## Document passage
## Start

(509cs) Combining Uncertainty Metrics to Control Neural Network Error and Accelerate Chemical Exploration | AIChE

(509cs) Combining Uncertainty Metrics to Control Neural Network Error and Accelerate Chemical Exploration

Authors 

Musa, E. - Presenter, University of Michigan
Gruich, C. - Presenter, Mississippi State University
Machine learning (ML) in computational chemistry research promises to accelerate chemical and materials discovery. ML approaches using state-of-the-art methods such as artificial neural networks (NNs) have been demonstrated to reproduce materials structures and energetics of high-fidelity quantum mechanical calculations but at a fraction of the computational cost. However, the effective application of ML to computational chemistry workflows requires that the uncertainty of the ML model’s predictions be accurately estimated, and the error controlled. Established uncertainty metrics for NNs are costly to obtain (e.g., ensemble method) or have limited effectiveness in predicting error (e.g., Monte-Carlo dropout).

Previous work using a NN to predict the energetics of small molecules showed that a K-nearest neighbors distance in the latent space could be used to predict error more accurately than the dropout method, and had comparable performance to the ensemble method while being more computationally tractable [1]. While promising, it is unknown how well these results for small molecules translate to solid-state materials and heterogeneous catalysis. Here we will answer this question, as well as examine two new latent space uncertainty metrics we dub the “latent density” and “latent probability”. We also hypothesize that combining latent space metrics with input space metrics gives an even better indicator of prediction error than using purely latent space metrics.

## End

## Parts of the exercise
a - List every specific uncertainty metric that the abstract on neural network uncertainty mentions by name.
b - Proceed with the abstract on neural network uncertainty from the point where it stops.
The data that follow are separate material and have no connection to the abstract on neural network uncertainty above.

## Source excerpt
## Start

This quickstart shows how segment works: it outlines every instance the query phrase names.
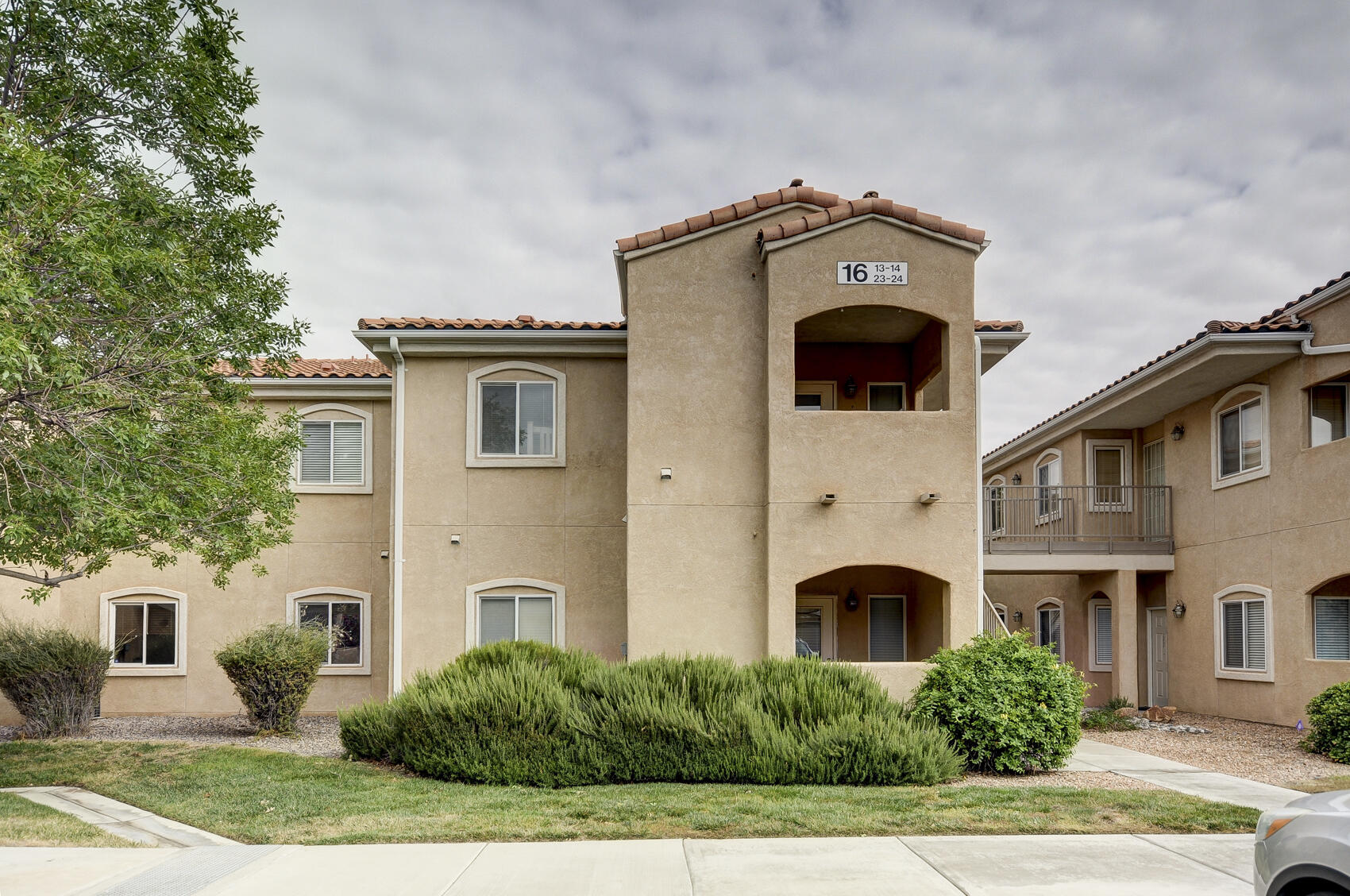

## End

## Replies
a -
- Ensemble method
- Monte-Carlo dropout
- K-nearest neighbors distance in the latent space
- Latent density
- Latent probability

b -
We analyze different proposed latent space uncertainty metrics and compare their efficacy in controlling NN error on the Open Catalyst Dataset (OC20) [2]. We train a NN on a subset of reference data from OC20 and test the error prediction performance of existing NN uncertainty metrics (Monte-Carlo dropout, ensemble method, and feature space distances), latent space metrics (K-nearest neighbors distance, latent density, and latent probability), and metrics combining latent space and feature space information. Ultimately, developing better uncertainty estimation approaches for NNs for solid-state materials will enable wider spread adoption of ML for computational chemistry research, and accelerate novel materials exploration.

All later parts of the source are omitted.